Task instructions >>
Copy every record exactly, and keep the pictures out.

Given data >>
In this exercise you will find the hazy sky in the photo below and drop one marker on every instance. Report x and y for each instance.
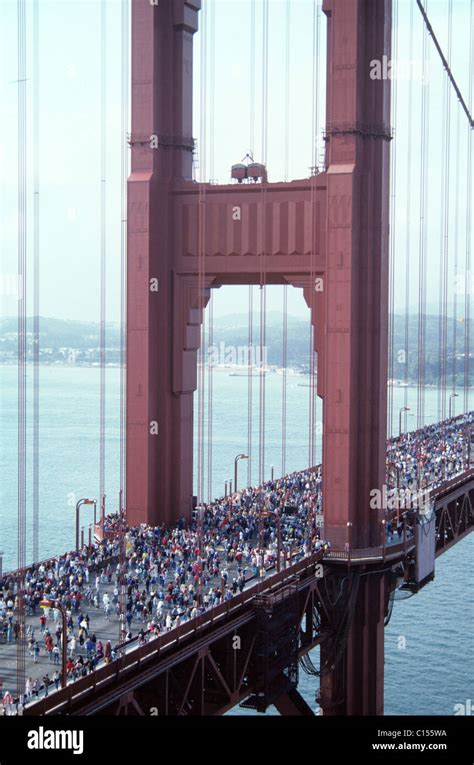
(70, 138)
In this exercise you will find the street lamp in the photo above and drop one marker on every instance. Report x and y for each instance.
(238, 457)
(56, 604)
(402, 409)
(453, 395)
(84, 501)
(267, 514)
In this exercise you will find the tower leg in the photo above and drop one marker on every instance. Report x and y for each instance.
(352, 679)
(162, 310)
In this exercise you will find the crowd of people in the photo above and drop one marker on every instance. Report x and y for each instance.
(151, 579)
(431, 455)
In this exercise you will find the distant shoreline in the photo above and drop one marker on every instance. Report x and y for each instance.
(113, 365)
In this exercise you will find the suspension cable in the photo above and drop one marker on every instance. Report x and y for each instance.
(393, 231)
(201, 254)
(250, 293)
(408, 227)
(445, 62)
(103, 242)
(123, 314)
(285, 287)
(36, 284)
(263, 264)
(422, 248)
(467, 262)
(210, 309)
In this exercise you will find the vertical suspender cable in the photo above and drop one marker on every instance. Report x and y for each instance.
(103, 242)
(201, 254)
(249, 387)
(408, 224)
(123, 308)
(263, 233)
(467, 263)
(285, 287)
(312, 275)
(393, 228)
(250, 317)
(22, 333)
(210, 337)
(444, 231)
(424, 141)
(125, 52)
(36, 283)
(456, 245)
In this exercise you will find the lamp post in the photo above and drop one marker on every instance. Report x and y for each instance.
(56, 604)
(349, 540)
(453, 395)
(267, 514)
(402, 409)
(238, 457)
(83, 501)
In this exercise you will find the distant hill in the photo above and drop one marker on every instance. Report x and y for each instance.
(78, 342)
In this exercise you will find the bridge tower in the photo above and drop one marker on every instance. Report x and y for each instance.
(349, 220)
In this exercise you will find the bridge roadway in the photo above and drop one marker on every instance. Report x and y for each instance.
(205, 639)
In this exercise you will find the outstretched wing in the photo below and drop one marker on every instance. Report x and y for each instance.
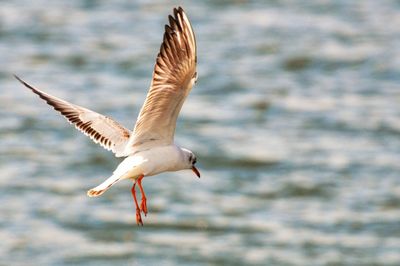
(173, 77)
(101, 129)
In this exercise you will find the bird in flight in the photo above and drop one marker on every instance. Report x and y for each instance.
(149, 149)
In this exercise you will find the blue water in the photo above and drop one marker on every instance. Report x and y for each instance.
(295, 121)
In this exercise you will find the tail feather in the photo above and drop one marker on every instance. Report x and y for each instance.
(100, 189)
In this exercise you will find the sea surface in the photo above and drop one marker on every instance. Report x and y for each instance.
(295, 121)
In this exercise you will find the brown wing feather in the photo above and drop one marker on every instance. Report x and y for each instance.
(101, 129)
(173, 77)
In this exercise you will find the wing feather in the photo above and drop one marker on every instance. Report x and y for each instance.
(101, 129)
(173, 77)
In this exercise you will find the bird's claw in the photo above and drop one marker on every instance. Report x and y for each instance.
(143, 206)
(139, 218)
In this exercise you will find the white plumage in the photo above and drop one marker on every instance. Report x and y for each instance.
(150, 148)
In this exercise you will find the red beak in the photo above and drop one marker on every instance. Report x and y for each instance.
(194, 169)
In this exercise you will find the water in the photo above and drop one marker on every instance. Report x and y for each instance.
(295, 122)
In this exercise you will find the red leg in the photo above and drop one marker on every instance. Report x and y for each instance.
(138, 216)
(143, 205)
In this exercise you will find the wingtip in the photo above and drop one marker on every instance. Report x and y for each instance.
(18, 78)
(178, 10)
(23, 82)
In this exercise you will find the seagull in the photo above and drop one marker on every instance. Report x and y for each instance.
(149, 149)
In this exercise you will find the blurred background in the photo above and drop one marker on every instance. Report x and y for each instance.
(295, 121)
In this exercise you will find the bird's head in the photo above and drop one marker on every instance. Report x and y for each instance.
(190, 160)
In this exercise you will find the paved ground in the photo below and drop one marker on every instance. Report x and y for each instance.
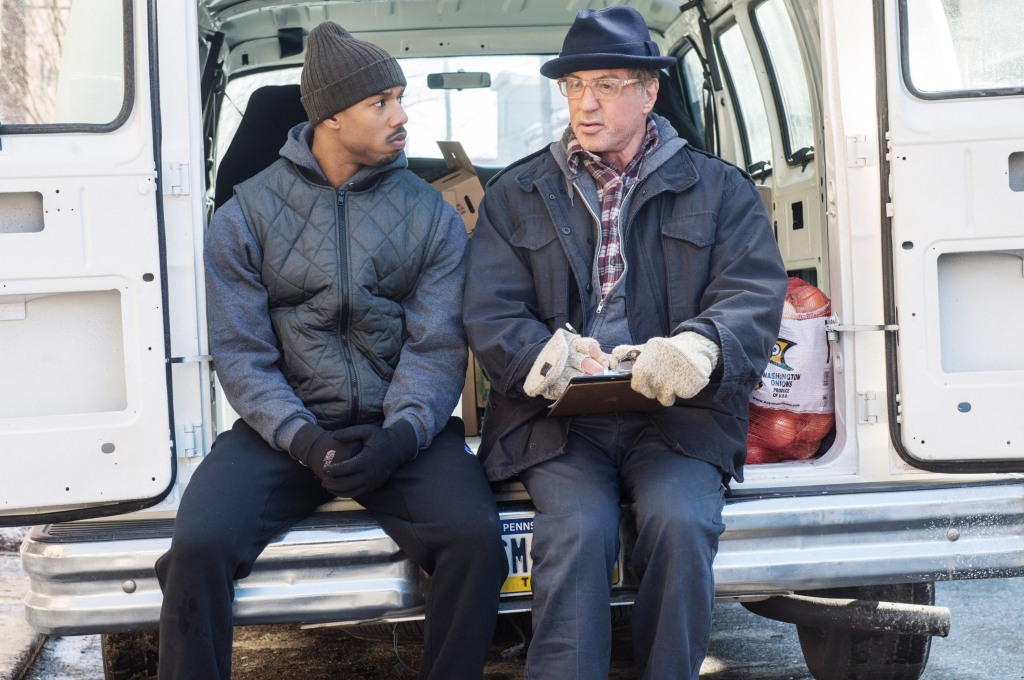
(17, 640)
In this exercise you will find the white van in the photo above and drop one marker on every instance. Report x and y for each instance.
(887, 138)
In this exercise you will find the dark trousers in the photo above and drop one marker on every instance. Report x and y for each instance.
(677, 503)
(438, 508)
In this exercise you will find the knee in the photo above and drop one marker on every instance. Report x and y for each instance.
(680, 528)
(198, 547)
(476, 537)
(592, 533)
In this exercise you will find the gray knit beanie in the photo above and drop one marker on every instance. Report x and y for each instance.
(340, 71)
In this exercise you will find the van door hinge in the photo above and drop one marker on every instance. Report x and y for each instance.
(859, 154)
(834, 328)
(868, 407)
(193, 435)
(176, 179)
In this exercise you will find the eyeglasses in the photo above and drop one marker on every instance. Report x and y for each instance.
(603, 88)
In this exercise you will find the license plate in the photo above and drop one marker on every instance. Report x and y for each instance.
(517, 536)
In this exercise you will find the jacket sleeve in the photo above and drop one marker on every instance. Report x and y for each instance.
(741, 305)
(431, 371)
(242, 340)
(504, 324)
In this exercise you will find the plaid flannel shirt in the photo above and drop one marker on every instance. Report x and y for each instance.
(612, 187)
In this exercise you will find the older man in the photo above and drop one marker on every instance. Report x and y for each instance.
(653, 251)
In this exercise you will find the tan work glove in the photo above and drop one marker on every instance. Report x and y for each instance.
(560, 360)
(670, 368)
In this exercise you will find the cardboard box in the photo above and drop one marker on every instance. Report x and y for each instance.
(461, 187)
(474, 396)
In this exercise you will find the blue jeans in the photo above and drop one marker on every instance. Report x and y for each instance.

Full answer >>
In this exercise you will find the hazy sky in the photo below and drop one marker on every instance. Report x and y for each instance.
(70, 138)
In this exercise you will find the street lamp in the photo above and drop one marker on every instance. Report x and y for each instance.
(238, 457)
(56, 604)
(402, 409)
(453, 395)
(84, 501)
(267, 514)
In this exercise you will find the tower leg in the photo above and drop one marker on every instance. Report x and y for each instance.
(352, 679)
(162, 310)
In this exercise you will find the crowd of people in the photo above and drop one marker on every instance. Report x and y for each instance.
(151, 579)
(431, 455)
In this exercise you will find the distant shoreline in the photo above and drop one marker on every instance. Report x and y for each instance.
(113, 365)
In this exercise you will find the suspension cable in the photo above and drop one marker on every instance. Report x and y for each instance.
(393, 231)
(201, 254)
(250, 293)
(408, 227)
(445, 62)
(103, 242)
(123, 314)
(285, 287)
(36, 284)
(263, 264)
(422, 248)
(467, 262)
(210, 309)
In this exercise you will find the vertical suspender cable in the photo above and drop one marker on every instance. Report x and y for each instance.
(103, 242)
(201, 254)
(249, 387)
(408, 224)
(123, 308)
(263, 233)
(467, 263)
(285, 287)
(312, 275)
(393, 228)
(250, 317)
(22, 333)
(210, 337)
(444, 231)
(424, 141)
(125, 52)
(36, 283)
(456, 245)
In this exercise you will find the lamp post in the photo above and drop one marker on every instance. Report x and y for each instance.
(56, 604)
(349, 540)
(453, 395)
(267, 514)
(402, 409)
(238, 457)
(83, 501)
In this exercise you will find the distant hill in the photo above and drop one marker on every instance. Report x and y for each instance.
(78, 342)
In this exercise you will find the bridge tower in the photo above and drop one marker on every instance. Report x and y for each instance.
(349, 220)
In this exercise you will find the bridge roadway in the photo above and drop one marker on every instance. Report x and y for each instance.
(205, 639)
In this exercise you will find the outstretched wing in the photo below and drop one marker on every instance. Report x and y for each instance.
(173, 77)
(101, 129)
In this exercise you will find the bird in flight in the photo above and drop one marker on every instance. Report x and y for each instance.
(149, 149)
In this exercise you will find the blue water in the photo above and drop one marker on every instance. Report x and y for each instance.
(295, 121)
In this exercise you will find the tail feather in the photo above and drop one marker on every instance. Report x and y for each instance.
(100, 189)
In this exercise you will find the sea surface in the photo above and drop one marker on every instance. Report x and y for each instance.
(295, 121)
In this exercise you will find the brown wing feather in the photo above and drop one marker on every instance. Report x and y for each instance.
(101, 129)
(173, 77)
In this exercise you will find the wing feather in the photo above and drop one marker on every instance. Report x and y for each instance.
(101, 129)
(173, 77)
In this exercise you will find the bird's claw in the photo above and drop one marker on every instance. Report x and y for each instance.
(143, 206)
(139, 218)
In this exercise you will find the white plumage in the photo above and drop one marker on every instance. Report x and y for each instance.
(150, 148)
In this exercise you will find the red beak in the photo above and drop one marker on every instance. Report x and y for each instance.
(194, 169)
In this exercise you will find the water in the photo above and drop one marker on every instance. Report x and y for each instance.
(295, 122)
In this exercise you will find the red leg in the photo above and drop one marker on every instance. Report x and y for each instance.
(138, 216)
(143, 205)
In this exercise you will find the wingtip in the photo above and drop one marker on every instance. Report x and y for each instance.
(18, 78)
(178, 10)
(23, 82)
In this exercise you will find the seagull in the photo above and drop one marker on every instance. Report x and y for each instance.
(149, 149)
In this exercise you will find the blurred background in the photo above and drop one marker on every instance. Report x and y for each instance.
(295, 121)
In this exercise you will find the bird's head in the photo above and drop one marker on every instance. Report x and y for each instance.
(190, 160)
In this exercise you will find the paved ground in the photo below and drop one marker on every instance. Report x and y for each instance.
(17, 640)
In this exercise you will find the white van in the photo above and drop one marker on every instance. Report x and y for each instance.
(887, 138)
In this exercise you will find the dark trousers in the photo above and drop one marker on every instance. Report x and y for each instance.
(677, 503)
(438, 508)
In this exercise you will find the knee in the photo above and drop one marker on every instance. Report x and y for each instance.
(680, 528)
(198, 547)
(476, 537)
(592, 533)
In this exercise you will find the gray knit beanie in the photo above and drop one marker on every instance. Report x and y for each instance.
(340, 71)
In this exercise you will find the van door hinge in the photo above and drop one marker on every instance. Report x and y for each instance.
(859, 154)
(834, 328)
(868, 407)
(193, 435)
(176, 179)
In this exercise you will find the eyeglasses in the photo above and drop one marker on every instance. Report x and y for each instance.
(603, 88)
In this exercise you will find the license plate in the photo above and drop one marker on every instance. Report x and y for each instance.
(517, 536)
In this exercise you will find the jacket sleeve in the photo above and drop one marker on every instance. Report x and y for each instance.
(741, 305)
(431, 371)
(242, 340)
(504, 324)
In this exercise you will find the plaid flannel shirt in the photo above and drop one marker on every instance. Report x and y for each instance.
(612, 187)
In this exercise you will find the older man in the photo above and drop one marker on every instance. Report x and y for each instance.
(653, 251)
In this exercise you will find the tan work glove in the photo above and drop one marker on every instance. Report x and y for each instance.
(560, 360)
(670, 368)
In this exercise you will find the cardboard box in the photo above and drop one marker on every instance. Report x and y for each instance.
(461, 187)
(474, 396)
In this exercise you will find the blue jeans in the photo above and drop one marker on every instance. Report x and y for each instance.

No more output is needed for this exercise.